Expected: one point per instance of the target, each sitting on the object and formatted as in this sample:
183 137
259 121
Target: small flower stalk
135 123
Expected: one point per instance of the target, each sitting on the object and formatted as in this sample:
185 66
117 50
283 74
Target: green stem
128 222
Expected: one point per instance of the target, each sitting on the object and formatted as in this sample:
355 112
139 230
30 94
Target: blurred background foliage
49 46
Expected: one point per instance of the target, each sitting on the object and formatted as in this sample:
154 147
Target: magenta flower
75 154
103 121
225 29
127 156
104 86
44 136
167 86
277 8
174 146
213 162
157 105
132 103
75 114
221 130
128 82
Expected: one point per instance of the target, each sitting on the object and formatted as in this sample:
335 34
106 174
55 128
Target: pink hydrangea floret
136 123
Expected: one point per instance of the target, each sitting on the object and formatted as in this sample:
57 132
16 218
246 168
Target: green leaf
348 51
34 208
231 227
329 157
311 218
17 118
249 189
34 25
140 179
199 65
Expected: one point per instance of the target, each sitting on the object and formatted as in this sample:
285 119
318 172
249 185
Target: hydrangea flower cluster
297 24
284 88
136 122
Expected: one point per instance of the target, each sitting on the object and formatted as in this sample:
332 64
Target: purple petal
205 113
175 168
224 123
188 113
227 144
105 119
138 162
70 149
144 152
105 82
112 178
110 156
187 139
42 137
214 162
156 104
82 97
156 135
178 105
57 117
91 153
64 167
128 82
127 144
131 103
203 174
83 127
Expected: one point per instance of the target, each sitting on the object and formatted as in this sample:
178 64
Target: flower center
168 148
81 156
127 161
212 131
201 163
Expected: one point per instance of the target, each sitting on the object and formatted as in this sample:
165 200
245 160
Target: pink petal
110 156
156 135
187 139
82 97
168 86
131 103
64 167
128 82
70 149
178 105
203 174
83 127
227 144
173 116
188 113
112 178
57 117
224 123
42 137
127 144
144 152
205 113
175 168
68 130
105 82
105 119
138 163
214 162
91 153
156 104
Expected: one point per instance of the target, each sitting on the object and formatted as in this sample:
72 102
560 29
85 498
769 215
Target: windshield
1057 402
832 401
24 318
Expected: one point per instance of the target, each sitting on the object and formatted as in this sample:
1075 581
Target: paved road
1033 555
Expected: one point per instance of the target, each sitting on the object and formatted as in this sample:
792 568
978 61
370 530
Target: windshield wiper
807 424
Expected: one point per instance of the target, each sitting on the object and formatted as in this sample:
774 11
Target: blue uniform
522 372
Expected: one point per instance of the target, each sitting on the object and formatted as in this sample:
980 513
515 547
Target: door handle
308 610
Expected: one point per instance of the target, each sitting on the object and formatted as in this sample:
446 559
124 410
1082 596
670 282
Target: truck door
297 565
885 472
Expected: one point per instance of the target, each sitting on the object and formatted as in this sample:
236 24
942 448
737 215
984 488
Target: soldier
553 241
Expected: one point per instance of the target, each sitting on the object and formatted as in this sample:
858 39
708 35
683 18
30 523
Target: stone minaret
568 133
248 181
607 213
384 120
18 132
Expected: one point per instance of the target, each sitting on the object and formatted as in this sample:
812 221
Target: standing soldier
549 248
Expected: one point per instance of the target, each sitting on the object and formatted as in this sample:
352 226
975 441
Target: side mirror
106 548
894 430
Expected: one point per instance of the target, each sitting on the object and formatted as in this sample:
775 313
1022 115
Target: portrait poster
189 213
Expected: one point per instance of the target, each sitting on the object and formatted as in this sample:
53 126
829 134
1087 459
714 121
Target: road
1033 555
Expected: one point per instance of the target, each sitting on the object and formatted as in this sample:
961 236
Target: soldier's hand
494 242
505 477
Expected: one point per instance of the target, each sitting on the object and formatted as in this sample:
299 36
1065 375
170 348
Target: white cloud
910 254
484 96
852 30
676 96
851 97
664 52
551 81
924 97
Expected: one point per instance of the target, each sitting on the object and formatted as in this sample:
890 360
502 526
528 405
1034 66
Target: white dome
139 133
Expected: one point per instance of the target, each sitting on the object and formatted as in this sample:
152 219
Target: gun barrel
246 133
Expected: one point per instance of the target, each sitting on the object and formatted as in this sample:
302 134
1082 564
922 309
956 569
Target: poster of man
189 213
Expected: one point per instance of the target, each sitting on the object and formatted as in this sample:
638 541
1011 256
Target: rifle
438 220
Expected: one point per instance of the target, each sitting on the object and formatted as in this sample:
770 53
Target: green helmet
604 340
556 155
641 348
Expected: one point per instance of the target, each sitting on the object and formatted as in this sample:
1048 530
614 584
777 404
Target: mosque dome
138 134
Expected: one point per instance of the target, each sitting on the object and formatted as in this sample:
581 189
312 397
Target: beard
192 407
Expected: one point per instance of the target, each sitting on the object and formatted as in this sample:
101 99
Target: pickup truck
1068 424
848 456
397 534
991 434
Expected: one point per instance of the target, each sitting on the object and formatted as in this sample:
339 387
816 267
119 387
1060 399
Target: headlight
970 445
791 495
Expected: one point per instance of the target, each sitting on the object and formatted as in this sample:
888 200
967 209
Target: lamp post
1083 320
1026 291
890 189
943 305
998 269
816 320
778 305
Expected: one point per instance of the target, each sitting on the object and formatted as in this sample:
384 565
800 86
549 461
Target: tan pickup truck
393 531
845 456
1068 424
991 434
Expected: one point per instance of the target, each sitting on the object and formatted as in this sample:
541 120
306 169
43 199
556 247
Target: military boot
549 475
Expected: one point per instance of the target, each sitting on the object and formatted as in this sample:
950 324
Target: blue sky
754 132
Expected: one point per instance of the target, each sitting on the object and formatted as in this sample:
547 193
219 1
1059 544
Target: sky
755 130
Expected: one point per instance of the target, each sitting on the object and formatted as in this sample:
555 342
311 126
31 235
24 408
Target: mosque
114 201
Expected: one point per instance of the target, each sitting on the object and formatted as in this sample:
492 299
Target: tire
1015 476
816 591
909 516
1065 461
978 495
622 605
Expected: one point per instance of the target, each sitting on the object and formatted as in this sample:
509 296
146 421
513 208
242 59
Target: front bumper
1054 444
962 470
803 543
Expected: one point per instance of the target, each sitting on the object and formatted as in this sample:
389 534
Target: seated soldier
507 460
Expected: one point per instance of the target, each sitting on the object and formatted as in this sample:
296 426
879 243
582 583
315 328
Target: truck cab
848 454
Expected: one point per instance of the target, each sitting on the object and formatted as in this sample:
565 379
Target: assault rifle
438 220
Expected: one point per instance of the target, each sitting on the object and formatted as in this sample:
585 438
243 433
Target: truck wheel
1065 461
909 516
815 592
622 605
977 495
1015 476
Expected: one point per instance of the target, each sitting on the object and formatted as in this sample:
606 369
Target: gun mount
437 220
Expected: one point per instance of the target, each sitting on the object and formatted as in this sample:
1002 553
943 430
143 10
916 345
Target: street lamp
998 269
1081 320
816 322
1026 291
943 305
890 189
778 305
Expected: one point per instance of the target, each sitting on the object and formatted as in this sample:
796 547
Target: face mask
◇ ◇ ◇
--- TASK INSTRUCTIONS ---
Quote the entire listing above exactly.

--- COMPLETE ANSWER ---
Expected: one point per instance of the target, each sitting on the object and formatted as in this sample:
183 137
259 121
Target: small flower stalk
135 123
Expected: one point per instance of the target, each sitting on the object and formatted as in this sample:
185 66
117 50
283 74
Target: green stem
128 222
Expected: one point per instance of the target, each sitting on the object and formatted as in this sample:
355 112
139 230
30 94
Target: blurred background foliage
49 46
Expected: one point per instance of the target, each sitting on the object and formatted as in this sample:
154 147
Target: magenta flower
75 154
103 121
225 29
127 156
104 86
44 136
167 86
277 8
174 146
213 162
157 105
132 103
75 114
221 130
128 82
Expected: one point per instance of the target, each sitting on the object and formatted as in this sample:
335 34
106 174
55 128
Target: pink hydrangea floret
136 123
Expected: one point per instance of the target, each sitting on the object and formatted as in this sample:
57 132
16 218
246 168
Target: green leaf
348 51
34 208
231 227
329 157
311 218
17 118
249 189
34 25
140 179
199 65
Expected: one point per instance of the target, each sitting on the object and formatted as in this sample:
285 119
318 172
249 185
Target: hydrangea flower cluster
297 24
284 88
136 122
Expected: one point per instance of the target, each sitting on the object and formatted as in this sample:
332 64
Target: purple petal
205 113
175 168
224 123
188 113
227 144
105 119
138 162
70 149
144 152
105 82
112 178
110 156
187 139
42 137
214 162
156 104
82 97
156 135
178 105
57 117
91 153
64 167
128 82
127 144
131 103
203 174
83 127
Expected: one point per instance of the target, each sitting on the object and formatted as in this sample:
178 64
Target: flower center
168 148
81 156
127 161
212 131
201 163
Expected: one point per instance of the target, each sitting on the object and formatted as in this sample:
165 200
245 160
Target: pink petal
110 156
156 135
187 139
82 97
168 86
131 103
64 167
128 82
70 149
178 105
203 174
83 127
227 144
173 116
188 113
112 178
57 117
224 123
42 137
127 144
144 152
205 113
175 168
68 130
105 82
105 119
138 163
214 162
91 153
156 104
Expected: one point per instance of the target, each sitting on the object and formatted as in this sample:
72 102
560 29
85 498
769 215
Target: windshield
1057 402
832 401
24 318
Expected: one point per instance of the target, each sitting on the object and formatted as in this sample:
1075 581
Target: paved road
1033 555
Expected: one point per instance of the target, each sitting on the object and formatted as in this sample:
792 568
978 61
370 530
Target: windshield wiper
807 424
Expected: one point per instance of the target, each sitting on the object and formatted as in this sample:
774 11
Target: blue uniform
522 372
Expected: one point per instance of the target, each sitting on the object and formatted as in this sample:
980 513
515 547
Target: door handle
308 610
Expected: one point per instance of the target, each sitting on the object and formatted as in this sample:
446 559
124 410
1082 596
670 282
Target: truck door
297 565
885 472
Expected: one point per instance of the target, each sitting on the object and formatted as in this sample:
236 24
942 448
737 215
984 488
Target: soldier
553 241
Expected: one point per instance of the target, each sitting on the object and formatted as in this sample:
858 39
708 35
683 18
30 523
Target: stone minaret
568 133
248 181
607 213
384 120
18 132
Expected: one point per instance of the target, each sitting on the object and formatted as in this sample:
812 221
Target: standing soldier
549 248
Expected: one point per instance of the target, each sitting on the object and formatted as in this sample:
352 226
975 441
Target: side mirror
106 548
894 430
Expected: one point per instance of the target, each sitting on the object and formatted as in this sample:
775 313
1022 115
Target: portrait poster
189 213
Expected: one point per instance of the target, each sitting on the object and formatted as in this sample:
53 126
829 134
1087 459
714 121
Target: road
1033 555
Expected: one point per instance of the target, each sitting on the object and formatted as in this sample:
961 236
Target: soldier's hand
494 242
505 477
Expected: one point per instance of the target, each sitting on the object and formatted as in this sample:
299 36
1065 375
170 348
Target: white cloud
910 254
484 96
852 30
676 96
851 97
664 52
551 81
924 97
Expected: one point per instance of the target, each sitting on the object and formatted as in this sample:
890 360
502 526
528 405
1034 66
Target: white dome
139 133
Expected: one point per instance of the target, each sitting on the object and formatted as in this sample:
152 219
Target: gun barrel
246 133
Expected: one point per instance of the target, each sitting on the object and formatted as in this sample:
302 134
1082 564
922 309
956 569
Target: poster of man
189 213
Expected: one point per instance of the target, each sitting on the object and formatted as in this sample:
638 541
1011 256
Target: rifle
438 220
Expected: one point per instance of the target, each sitting on the object and formatted as in this sample:
770 53
Target: green helmet
604 340
556 155
641 348
Expected: one point per instance of the target, each sitting on the object and formatted as in this sample:
1048 530
614 584
777 404
Target: mosque dome
138 134
Expected: one point per instance of the target, each sitting on the object and formatted as in this sample:
581 189
312 397
Target: beard
192 407
Expected: one point per instance of the target, each sitting on the object and formatted as in this sample:
101 99
Target: pickup truck
1068 424
848 456
397 534
991 434
Expected: one point per instance of the target, each sitting on the object and formatted as in this sample:
339 387
816 267
119 387
1060 399
Target: headlight
970 445
791 495
Expected: one point per instance of the target, each sitting on the object and formatted as in this sample:
888 200
967 209
Target: lamp post
1083 320
1026 291
890 189
943 305
998 269
816 320
778 305
Expected: one point per instance of the target, each sitting on the object and formatted as in this sample:
384 565
800 86
549 461
Target: tan pickup truck
393 531
845 456
1068 424
991 434
Expected: one point per instance of the target, each sitting on the object and formatted as in this sample:
541 120
306 169
43 199
556 247
Target: military boot
549 475
Expected: one point per instance of the target, each sitting on the object and formatted as in this sample:
950 324
Target: blue sky
754 132
Expected: one point per instance of the target, each sitting on the object and formatted as in this sample:
547 193
219 1
1059 544
Target: sky
755 130
Expected: one point per instance of the target, each sitting on the object and formatted as in this sample:
555 342
311 126
31 235
24 408
Target: mosque
114 201
Expected: one point per instance of the target, each sitting on the object and formatted as in this sample:
492 299
Target: tire
1015 476
816 591
909 516
1065 461
978 495
622 605
Expected: one point per instance of the target, each sitting on the object and formatted as in this sample:
509 296
146 421
513 208
242 59
Target: front bumper
1054 444
962 470
803 543
Expected: one point per instance of the target, each sitting on the object and formatted as in this sample:
389 534
Target: seated soldier
507 460
Expected: one point per instance of the target, each sitting on the object and formatted as in this sample:
296 426
879 243
582 583
315 328
Target: truck cab
848 454
Expected: one point per instance of the target, each sitting on the object and formatted as in this sample:
565 379
Target: assault rifle
438 220
Expected: one point per instance of the target, each sitting on the object and formatted as in this sample:
585 438
243 433
Target: truck wheel
1065 461
909 516
815 592
622 605
977 495
1015 476
Expected: one point per instance of the target, each sitting on the object and formatted as in this sample:
606 369
Target: gun mount
437 220
Expected: one point per instance of the target, each sitting on the object and formatted as in this sample:
1002 553
943 430
143 10
916 345
Target: street lamp
998 269
1081 320
816 322
1026 291
943 305
890 189
778 305
Expected: one point per instance of the target, each sitting on the object and formatted as in this sample:
796 547
Target: face mask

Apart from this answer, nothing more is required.